WHAT TO DO: Starting at the beginning of the items and ending at the line that contains "414 377 L 407", render those lines as a JSON list of strings, one string per line. Omit blank lines and leave out the pictures.

MATERIAL TO PROCESS:
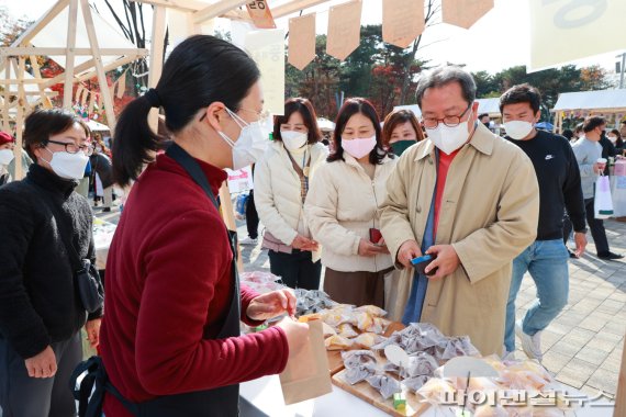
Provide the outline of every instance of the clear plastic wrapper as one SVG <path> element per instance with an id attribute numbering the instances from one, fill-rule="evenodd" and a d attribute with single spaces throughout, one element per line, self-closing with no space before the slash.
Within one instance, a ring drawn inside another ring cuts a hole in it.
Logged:
<path id="1" fill-rule="evenodd" d="M 349 323 L 344 323 L 337 326 L 337 334 L 347 339 L 351 339 L 353 337 L 359 336 L 358 331 L 355 330 L 353 325 L 350 325 Z"/>
<path id="2" fill-rule="evenodd" d="M 389 375 L 372 375 L 367 379 L 367 382 L 380 392 L 384 399 L 390 398 L 395 393 L 402 392 L 400 382 Z"/>
<path id="3" fill-rule="evenodd" d="M 326 338 L 324 345 L 327 350 L 346 350 L 353 346 L 353 340 L 335 335 Z"/>
<path id="4" fill-rule="evenodd" d="M 375 333 L 364 333 L 354 339 L 355 345 L 370 349 L 372 346 L 384 340 L 384 336 Z"/>
<path id="5" fill-rule="evenodd" d="M 450 360 L 456 357 L 480 356 L 478 349 L 471 343 L 468 336 L 451 337 L 446 343 L 446 350 L 441 354 L 443 360 Z"/>
<path id="6" fill-rule="evenodd" d="M 359 313 L 367 313 L 372 317 L 384 317 L 387 316 L 387 312 L 376 305 L 362 305 L 360 307 L 355 308 L 355 312 Z"/>
<path id="7" fill-rule="evenodd" d="M 358 367 L 346 369 L 346 381 L 350 384 L 358 384 L 361 381 L 367 380 L 370 376 L 376 375 L 377 365 L 376 363 L 366 363 Z"/>
<path id="8" fill-rule="evenodd" d="M 414 377 L 407 377 L 405 380 L 402 380 L 402 384 L 406 386 L 409 390 L 416 393 L 422 386 L 424 386 L 424 384 L 426 384 L 426 382 L 428 382 L 429 379 L 431 376 L 428 375 L 417 375 Z"/>
<path id="9" fill-rule="evenodd" d="M 286 286 L 282 285 L 279 280 L 280 277 L 270 272 L 260 271 L 244 272 L 241 277 L 242 284 L 249 286 L 259 294 L 284 289 Z"/>
<path id="10" fill-rule="evenodd" d="M 298 304 L 295 306 L 295 315 L 318 313 L 323 309 L 333 308 L 337 305 L 328 294 L 320 290 L 294 290 Z"/>
<path id="11" fill-rule="evenodd" d="M 428 353 L 418 352 L 409 357 L 409 365 L 402 370 L 401 376 L 415 377 L 420 375 L 433 376 L 439 364 Z"/>
<path id="12" fill-rule="evenodd" d="M 377 364 L 376 356 L 371 350 L 349 350 L 347 352 L 342 352 L 342 359 L 344 360 L 344 365 L 347 369 L 356 368 L 365 364 Z"/>

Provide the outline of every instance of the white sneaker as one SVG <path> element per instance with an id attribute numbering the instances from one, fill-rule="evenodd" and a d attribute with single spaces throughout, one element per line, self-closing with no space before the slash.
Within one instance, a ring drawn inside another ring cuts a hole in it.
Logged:
<path id="1" fill-rule="evenodd" d="M 241 245 L 243 246 L 257 246 L 258 244 L 258 239 L 251 239 L 249 236 L 246 237 L 245 239 L 242 239 L 242 241 L 239 241 Z"/>
<path id="2" fill-rule="evenodd" d="M 544 353 L 541 353 L 541 331 L 537 331 L 535 335 L 526 335 L 522 330 L 522 320 L 515 323 L 515 334 L 522 340 L 522 349 L 524 353 L 530 359 L 536 359 L 539 362 L 544 359 Z"/>

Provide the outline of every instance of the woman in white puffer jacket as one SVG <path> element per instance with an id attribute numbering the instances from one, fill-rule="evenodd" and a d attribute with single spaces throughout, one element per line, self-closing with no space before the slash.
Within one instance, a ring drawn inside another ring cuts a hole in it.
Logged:
<path id="1" fill-rule="evenodd" d="M 306 199 L 313 237 L 324 247 L 324 291 L 336 302 L 384 305 L 393 261 L 379 232 L 378 208 L 395 161 L 382 144 L 380 122 L 365 99 L 347 100 L 337 115 L 334 153 Z"/>
<path id="2" fill-rule="evenodd" d="M 255 169 L 255 203 L 266 230 L 271 273 L 290 288 L 320 289 L 320 247 L 304 218 L 309 183 L 328 151 L 311 102 L 289 99 L 284 115 L 275 116 L 273 143 Z"/>

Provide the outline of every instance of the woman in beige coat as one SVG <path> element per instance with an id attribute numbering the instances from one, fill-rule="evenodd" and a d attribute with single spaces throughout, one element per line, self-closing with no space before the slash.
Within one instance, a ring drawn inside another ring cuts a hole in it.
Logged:
<path id="1" fill-rule="evenodd" d="M 292 289 L 318 290 L 320 248 L 304 219 L 309 184 L 328 151 L 311 102 L 289 99 L 284 115 L 276 116 L 273 144 L 255 170 L 255 203 L 266 227 L 262 247 L 269 250 L 271 273 Z"/>
<path id="2" fill-rule="evenodd" d="M 380 236 L 378 208 L 395 160 L 381 139 L 380 122 L 365 99 L 339 110 L 335 151 L 322 166 L 306 199 L 305 214 L 323 246 L 324 291 L 339 303 L 384 305 L 384 275 L 393 261 Z"/>

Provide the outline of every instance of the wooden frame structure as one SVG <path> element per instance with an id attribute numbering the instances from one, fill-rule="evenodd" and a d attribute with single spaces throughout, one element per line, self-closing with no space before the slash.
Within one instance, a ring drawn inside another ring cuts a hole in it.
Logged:
<path id="1" fill-rule="evenodd" d="M 68 9 L 67 21 L 67 43 L 56 47 L 37 47 L 32 41 L 37 34 L 51 24 L 51 22 Z M 81 10 L 79 15 L 78 10 Z M 89 47 L 76 47 L 77 26 L 81 20 L 85 23 Z M 18 126 L 23 124 L 25 111 L 33 105 L 43 104 L 45 108 L 52 108 L 49 90 L 51 86 L 64 82 L 64 100 L 63 105 L 69 109 L 72 104 L 72 86 L 75 82 L 98 77 L 100 92 L 104 102 L 104 111 L 109 127 L 113 131 L 115 126 L 115 114 L 113 112 L 113 98 L 107 82 L 105 72 L 118 68 L 124 64 L 132 63 L 137 58 L 148 55 L 147 49 L 128 47 L 128 48 L 101 48 L 100 41 L 97 36 L 97 30 L 93 22 L 93 14 L 89 7 L 88 0 L 58 0 L 48 11 L 46 11 L 40 20 L 31 25 L 13 44 L 9 47 L 0 48 L 0 74 L 4 74 L 0 80 L 0 87 L 3 88 L 3 94 L 0 103 L 0 115 L 2 116 L 2 128 L 10 131 L 10 121 L 13 119 L 11 111 L 16 109 L 14 123 Z M 65 72 L 53 77 L 43 78 L 37 64 L 37 56 L 63 56 L 65 58 Z M 83 63 L 75 65 L 76 57 L 88 57 Z M 33 77 L 25 74 L 25 58 L 29 57 L 33 69 Z M 103 57 L 108 57 L 104 63 Z M 4 71 L 4 72 L 2 72 Z M 11 77 L 14 74 L 14 77 Z M 38 91 L 25 91 L 26 84 L 36 86 Z M 29 100 L 30 95 L 36 98 L 35 101 Z M 12 97 L 15 99 L 12 100 Z M 22 153 L 22 129 L 16 129 L 15 159 L 21 161 Z M 16 164 L 15 178 L 22 178 L 21 164 Z"/>

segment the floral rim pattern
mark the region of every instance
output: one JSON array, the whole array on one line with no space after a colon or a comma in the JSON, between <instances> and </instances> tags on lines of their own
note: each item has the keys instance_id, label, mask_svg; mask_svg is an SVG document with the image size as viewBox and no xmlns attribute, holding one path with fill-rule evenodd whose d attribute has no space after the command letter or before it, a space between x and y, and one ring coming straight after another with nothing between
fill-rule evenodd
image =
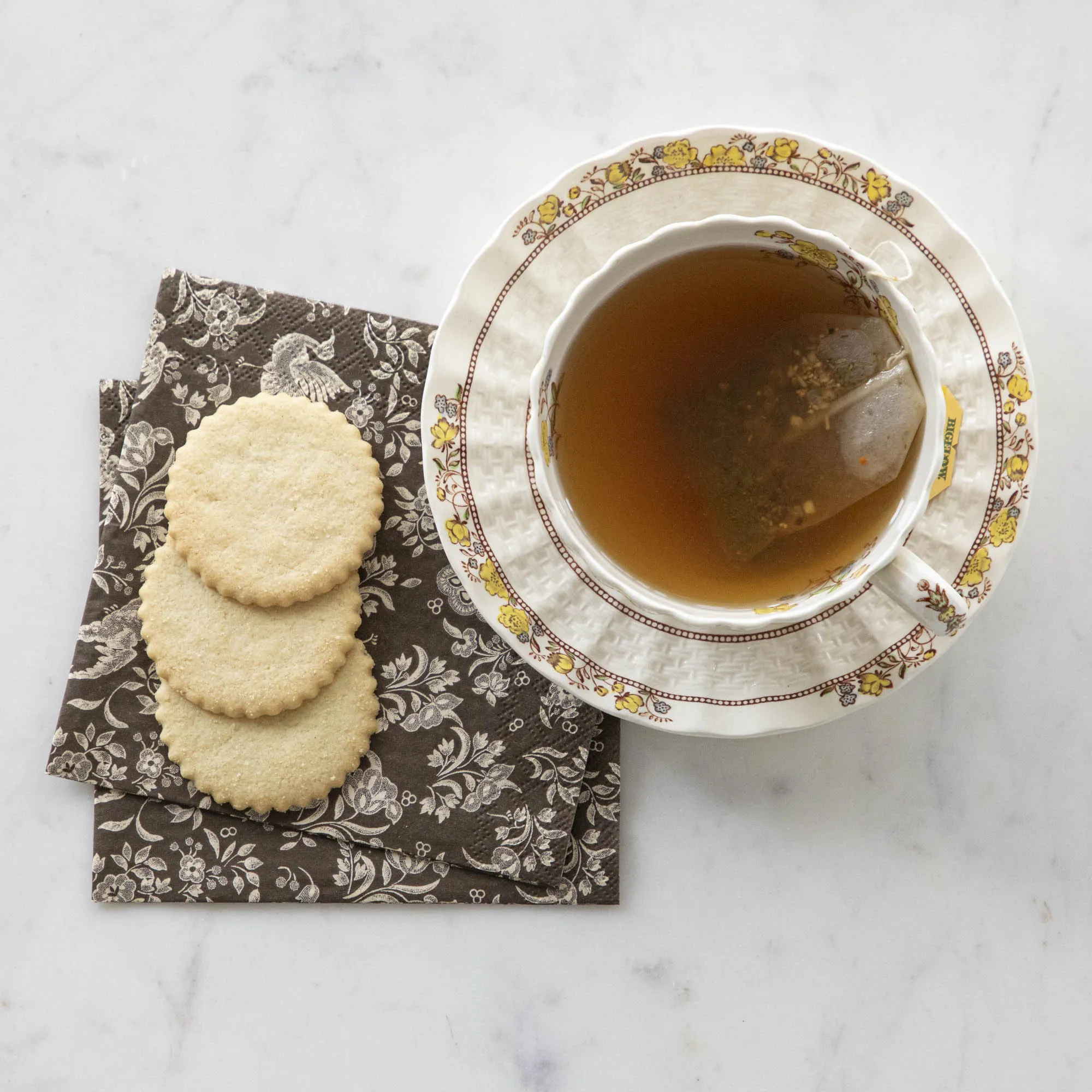
<instances>
[{"instance_id":1,"label":"floral rim pattern","mask_svg":"<svg viewBox=\"0 0 1092 1092\"><path fill-rule=\"evenodd\" d=\"M852 159L846 154L826 145L816 143L814 146L807 146L805 141L806 138L794 136L759 140L749 133L737 133L724 143L711 145L703 154L701 147L692 144L688 138L679 138L662 145L657 144L651 152L639 146L629 156L613 161L607 166L591 167L579 182L569 188L567 201L562 201L555 193L547 194L518 222L512 232L513 237L519 237L524 245L537 246L514 271L495 301L468 361L466 383L473 380L478 347L492 322L500 300L541 252L542 247L548 245L558 232L587 215L604 202L620 198L638 187L687 175L714 171L775 174L842 193L897 226L903 236L928 257L933 265L948 281L960 306L971 320L982 346L997 407L999 432L997 467L993 494L981 530L953 581L970 601L969 605L973 612L985 602L992 591L993 585L987 573L993 567L996 551L1011 547L1016 542L1018 520L1026 506L1030 492L1029 478L1035 446L1026 413L1026 403L1031 401L1033 391L1024 356L1020 348L1012 344L1010 352L998 354L995 365L986 335L969 300L936 256L910 230L914 225L907 218L907 210L915 201L914 194L907 189L892 192L897 188L890 176L875 166L865 167L862 161ZM787 239L775 241L791 246ZM807 256L799 257L808 260ZM816 260L816 256L810 260ZM882 304L878 306L881 313L891 321L893 314L889 316ZM666 724L673 720L669 715L673 701L715 707L746 707L791 701L809 695L820 697L836 695L843 707L851 705L856 702L858 696L881 697L892 688L894 677L904 679L910 670L928 663L937 655L936 638L923 627L915 626L902 639L854 672L793 693L738 700L667 693L637 680L615 676L602 665L584 657L579 650L560 641L505 582L497 559L477 525L473 495L462 473L465 464L465 437L462 435L465 428L465 394L466 384L459 384L454 397L438 395L436 399L439 416L434 426L432 443L441 455L439 459L434 459L438 475L436 501L440 506L437 511L451 513L444 521L444 527L449 539L459 550L466 579L472 584L483 584L488 594L497 595L500 607L496 620L499 626L511 632L523 645L520 651L526 658L539 666L553 668L563 676L565 682L572 690L594 692L600 699L614 696L615 708L621 715ZM556 391L553 394L556 400ZM436 429L442 432L442 438L437 435ZM541 503L538 510L544 514ZM497 590L494 591L490 584ZM925 598L928 597L926 591ZM940 627L945 629L945 638L950 639L959 627L951 629L945 622L945 606L946 604L937 604L935 609L938 613ZM931 603L930 608L934 608ZM772 631L762 636L779 636L779 632Z\"/></svg>"}]
</instances>

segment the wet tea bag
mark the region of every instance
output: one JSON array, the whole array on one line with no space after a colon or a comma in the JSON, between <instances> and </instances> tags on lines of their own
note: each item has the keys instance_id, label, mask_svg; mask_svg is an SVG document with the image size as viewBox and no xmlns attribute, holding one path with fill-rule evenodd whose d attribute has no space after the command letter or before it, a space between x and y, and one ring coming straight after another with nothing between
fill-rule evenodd
<instances>
[{"instance_id":1,"label":"wet tea bag","mask_svg":"<svg viewBox=\"0 0 1092 1092\"><path fill-rule=\"evenodd\" d=\"M811 314L676 406L675 422L725 549L747 561L892 482L924 413L882 319Z\"/></svg>"}]
</instances>

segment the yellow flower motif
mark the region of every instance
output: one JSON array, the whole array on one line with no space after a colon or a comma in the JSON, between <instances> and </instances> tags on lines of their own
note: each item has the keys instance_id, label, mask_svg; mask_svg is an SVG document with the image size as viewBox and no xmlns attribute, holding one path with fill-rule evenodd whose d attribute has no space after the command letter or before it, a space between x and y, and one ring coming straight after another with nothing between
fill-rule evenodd
<instances>
[{"instance_id":1,"label":"yellow flower motif","mask_svg":"<svg viewBox=\"0 0 1092 1092\"><path fill-rule=\"evenodd\" d=\"M889 686L891 686L891 680L883 678L882 675L867 672L860 676L860 692L870 693L874 698L878 698Z\"/></svg>"},{"instance_id":2,"label":"yellow flower motif","mask_svg":"<svg viewBox=\"0 0 1092 1092\"><path fill-rule=\"evenodd\" d=\"M746 162L747 157L738 147L725 147L723 144L714 144L705 158L701 161L704 167L716 167L722 163L729 167L739 167Z\"/></svg>"},{"instance_id":3,"label":"yellow flower motif","mask_svg":"<svg viewBox=\"0 0 1092 1092\"><path fill-rule=\"evenodd\" d=\"M459 435L459 426L441 417L429 431L432 434L432 447L446 448Z\"/></svg>"},{"instance_id":4,"label":"yellow flower motif","mask_svg":"<svg viewBox=\"0 0 1092 1092\"><path fill-rule=\"evenodd\" d=\"M538 219L543 224L553 224L557 219L558 211L561 207L561 202L558 198L554 197L551 193L539 206L538 206Z\"/></svg>"},{"instance_id":5,"label":"yellow flower motif","mask_svg":"<svg viewBox=\"0 0 1092 1092\"><path fill-rule=\"evenodd\" d=\"M989 541L995 546L1000 546L1001 543L1016 542L1016 517L1012 515L1012 510L1010 508L1001 509L1001 511L989 521Z\"/></svg>"},{"instance_id":6,"label":"yellow flower motif","mask_svg":"<svg viewBox=\"0 0 1092 1092\"><path fill-rule=\"evenodd\" d=\"M898 330L899 316L894 313L894 308L891 306L891 300L888 299L887 296L880 296L880 298L876 300L876 304L880 309L880 314L883 316L883 319L887 321L887 324L892 330Z\"/></svg>"},{"instance_id":7,"label":"yellow flower motif","mask_svg":"<svg viewBox=\"0 0 1092 1092\"><path fill-rule=\"evenodd\" d=\"M814 265L821 265L824 270L838 269L838 254L830 250L822 250L807 239L797 239L790 248L806 261Z\"/></svg>"},{"instance_id":8,"label":"yellow flower motif","mask_svg":"<svg viewBox=\"0 0 1092 1092\"><path fill-rule=\"evenodd\" d=\"M517 637L521 633L526 633L531 629L531 622L527 620L527 616L519 608L505 604L497 613L497 621L505 627L505 629L510 629Z\"/></svg>"},{"instance_id":9,"label":"yellow flower motif","mask_svg":"<svg viewBox=\"0 0 1092 1092\"><path fill-rule=\"evenodd\" d=\"M1013 482L1022 482L1028 473L1028 460L1023 455L1010 455L1005 470Z\"/></svg>"},{"instance_id":10,"label":"yellow flower motif","mask_svg":"<svg viewBox=\"0 0 1092 1092\"><path fill-rule=\"evenodd\" d=\"M612 163L607 167L607 181L614 186L625 186L633 168L628 163Z\"/></svg>"},{"instance_id":11,"label":"yellow flower motif","mask_svg":"<svg viewBox=\"0 0 1092 1092\"><path fill-rule=\"evenodd\" d=\"M1017 402L1026 402L1031 397L1031 388L1023 376L1010 376L1005 385Z\"/></svg>"},{"instance_id":12,"label":"yellow flower motif","mask_svg":"<svg viewBox=\"0 0 1092 1092\"><path fill-rule=\"evenodd\" d=\"M968 566L963 583L970 587L981 584L983 575L989 572L989 567L993 563L994 561L989 556L989 550L986 549L985 546L980 546L974 551L974 557L971 558L971 563Z\"/></svg>"},{"instance_id":13,"label":"yellow flower motif","mask_svg":"<svg viewBox=\"0 0 1092 1092\"><path fill-rule=\"evenodd\" d=\"M796 150L800 145L796 141L790 140L787 136L779 136L773 144L765 150L765 154L773 159L774 163L788 163L794 155L796 155Z\"/></svg>"},{"instance_id":14,"label":"yellow flower motif","mask_svg":"<svg viewBox=\"0 0 1092 1092\"><path fill-rule=\"evenodd\" d=\"M698 150L685 136L664 145L664 163L676 170L690 166L697 158Z\"/></svg>"},{"instance_id":15,"label":"yellow flower motif","mask_svg":"<svg viewBox=\"0 0 1092 1092\"><path fill-rule=\"evenodd\" d=\"M505 581L500 579L500 573L497 572L492 561L486 561L478 569L478 575L482 578L482 583L485 584L485 590L490 595L499 595L505 600L508 598L508 589L505 586Z\"/></svg>"},{"instance_id":16,"label":"yellow flower motif","mask_svg":"<svg viewBox=\"0 0 1092 1092\"><path fill-rule=\"evenodd\" d=\"M452 518L448 520L444 524L448 531L448 537L456 545L462 546L464 543L471 541L471 533L466 524L461 520Z\"/></svg>"},{"instance_id":17,"label":"yellow flower motif","mask_svg":"<svg viewBox=\"0 0 1092 1092\"><path fill-rule=\"evenodd\" d=\"M891 180L887 175L877 175L871 167L865 171L865 185L868 189L868 200L877 204L891 192Z\"/></svg>"},{"instance_id":18,"label":"yellow flower motif","mask_svg":"<svg viewBox=\"0 0 1092 1092\"><path fill-rule=\"evenodd\" d=\"M572 656L567 656L563 652L551 652L546 658L559 675L568 675L572 670Z\"/></svg>"}]
</instances>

RESPONSE TO THE TASK:
[
  "Provide the outline of every instance of the clear plastic wrapper as one SVG <path> element per instance with an id attribute numbering the instances from one, fill-rule=\"evenodd\" and a d attribute with single spaces throughout, one element per line, self-closing with no space before the slash.",
  "Within one instance, a ring drawn inside another ring cuts a hole in it.",
  "Logged:",
  "<path id=\"1\" fill-rule=\"evenodd\" d=\"M 349 323 L 344 323 L 337 326 L 337 334 L 347 339 L 351 339 L 353 337 L 359 336 L 358 331 L 355 330 L 353 325 L 350 325 Z\"/>",
  "<path id=\"2\" fill-rule=\"evenodd\" d=\"M 389 375 L 372 375 L 367 379 L 367 382 L 380 392 L 384 399 L 390 398 L 395 393 L 402 392 L 400 382 Z\"/>",
  "<path id=\"3\" fill-rule=\"evenodd\" d=\"M 326 338 L 324 345 L 327 350 L 346 350 L 353 346 L 353 340 L 335 335 Z\"/>",
  "<path id=\"4\" fill-rule=\"evenodd\" d=\"M 375 333 L 364 333 L 354 339 L 355 345 L 370 349 L 372 346 L 384 340 L 384 336 Z\"/>",
  "<path id=\"5\" fill-rule=\"evenodd\" d=\"M 450 360 L 456 357 L 480 356 L 478 349 L 471 343 L 468 336 L 451 337 L 446 343 L 446 350 L 441 354 L 443 360 Z\"/>",
  "<path id=\"6\" fill-rule=\"evenodd\" d=\"M 359 313 L 367 313 L 372 317 L 384 317 L 387 316 L 387 312 L 376 305 L 362 305 L 360 307 L 355 308 L 355 312 Z\"/>",
  "<path id=\"7\" fill-rule=\"evenodd\" d=\"M 358 367 L 346 369 L 346 381 L 350 384 L 358 384 L 361 381 L 367 380 L 370 376 L 376 375 L 377 365 L 376 363 L 366 363 Z\"/>",
  "<path id=\"8\" fill-rule=\"evenodd\" d=\"M 414 377 L 407 377 L 405 380 L 402 380 L 402 384 L 406 386 L 409 390 L 416 393 L 422 386 L 424 386 L 424 384 L 426 384 L 426 382 L 428 382 L 429 379 L 431 376 L 428 375 L 417 375 Z\"/>"
]